--- PROVIDED DATA ---
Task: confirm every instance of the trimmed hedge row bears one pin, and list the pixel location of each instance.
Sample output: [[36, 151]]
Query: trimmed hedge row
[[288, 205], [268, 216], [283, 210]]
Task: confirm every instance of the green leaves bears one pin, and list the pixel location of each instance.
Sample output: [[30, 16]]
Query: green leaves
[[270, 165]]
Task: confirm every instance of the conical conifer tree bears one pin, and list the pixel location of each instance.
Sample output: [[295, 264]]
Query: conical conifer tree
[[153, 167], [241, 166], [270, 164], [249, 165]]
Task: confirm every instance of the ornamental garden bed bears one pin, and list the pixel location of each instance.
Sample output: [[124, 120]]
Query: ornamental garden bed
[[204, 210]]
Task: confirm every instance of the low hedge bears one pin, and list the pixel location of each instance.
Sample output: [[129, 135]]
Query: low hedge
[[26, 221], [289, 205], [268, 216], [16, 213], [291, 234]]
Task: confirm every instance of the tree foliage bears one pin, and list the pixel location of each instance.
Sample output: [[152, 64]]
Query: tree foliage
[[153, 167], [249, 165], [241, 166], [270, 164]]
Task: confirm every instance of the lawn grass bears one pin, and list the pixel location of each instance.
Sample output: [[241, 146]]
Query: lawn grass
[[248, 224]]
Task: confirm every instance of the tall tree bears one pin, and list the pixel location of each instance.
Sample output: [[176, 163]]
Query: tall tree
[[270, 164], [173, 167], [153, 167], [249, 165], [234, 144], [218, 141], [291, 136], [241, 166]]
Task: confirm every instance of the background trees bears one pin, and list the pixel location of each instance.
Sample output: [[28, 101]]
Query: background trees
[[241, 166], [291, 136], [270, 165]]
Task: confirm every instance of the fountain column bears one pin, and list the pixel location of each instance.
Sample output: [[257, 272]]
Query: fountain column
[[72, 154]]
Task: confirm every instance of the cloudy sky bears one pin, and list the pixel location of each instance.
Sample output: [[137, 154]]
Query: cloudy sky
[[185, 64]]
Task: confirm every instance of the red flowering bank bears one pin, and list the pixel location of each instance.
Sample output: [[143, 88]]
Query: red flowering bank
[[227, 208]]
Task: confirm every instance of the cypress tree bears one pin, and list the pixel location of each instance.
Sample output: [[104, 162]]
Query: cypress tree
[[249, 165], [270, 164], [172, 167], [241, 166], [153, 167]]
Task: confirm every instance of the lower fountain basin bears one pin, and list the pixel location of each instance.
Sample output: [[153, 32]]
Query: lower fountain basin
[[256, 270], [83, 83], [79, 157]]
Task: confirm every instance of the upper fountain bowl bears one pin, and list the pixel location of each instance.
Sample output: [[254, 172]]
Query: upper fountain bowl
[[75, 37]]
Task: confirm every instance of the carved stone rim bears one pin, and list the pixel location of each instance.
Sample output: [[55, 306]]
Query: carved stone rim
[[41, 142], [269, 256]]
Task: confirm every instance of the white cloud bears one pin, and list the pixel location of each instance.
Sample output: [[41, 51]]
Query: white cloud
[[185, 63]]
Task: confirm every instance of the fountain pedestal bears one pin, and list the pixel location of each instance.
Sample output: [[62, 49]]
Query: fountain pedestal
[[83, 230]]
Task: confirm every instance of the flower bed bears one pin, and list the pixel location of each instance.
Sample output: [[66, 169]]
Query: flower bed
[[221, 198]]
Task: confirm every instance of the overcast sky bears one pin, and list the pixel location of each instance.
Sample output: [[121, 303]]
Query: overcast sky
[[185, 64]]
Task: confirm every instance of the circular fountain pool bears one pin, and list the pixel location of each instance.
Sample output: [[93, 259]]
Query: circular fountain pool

--- DIRECTIONS ---
Scan the material above for the string "circular" and return the lines that hold it.

--- TASK ANSWER ---
Task: confirm every instance of the circular fountain pool bears one pin, and list the pixel location of each instance.
Query: circular fountain pool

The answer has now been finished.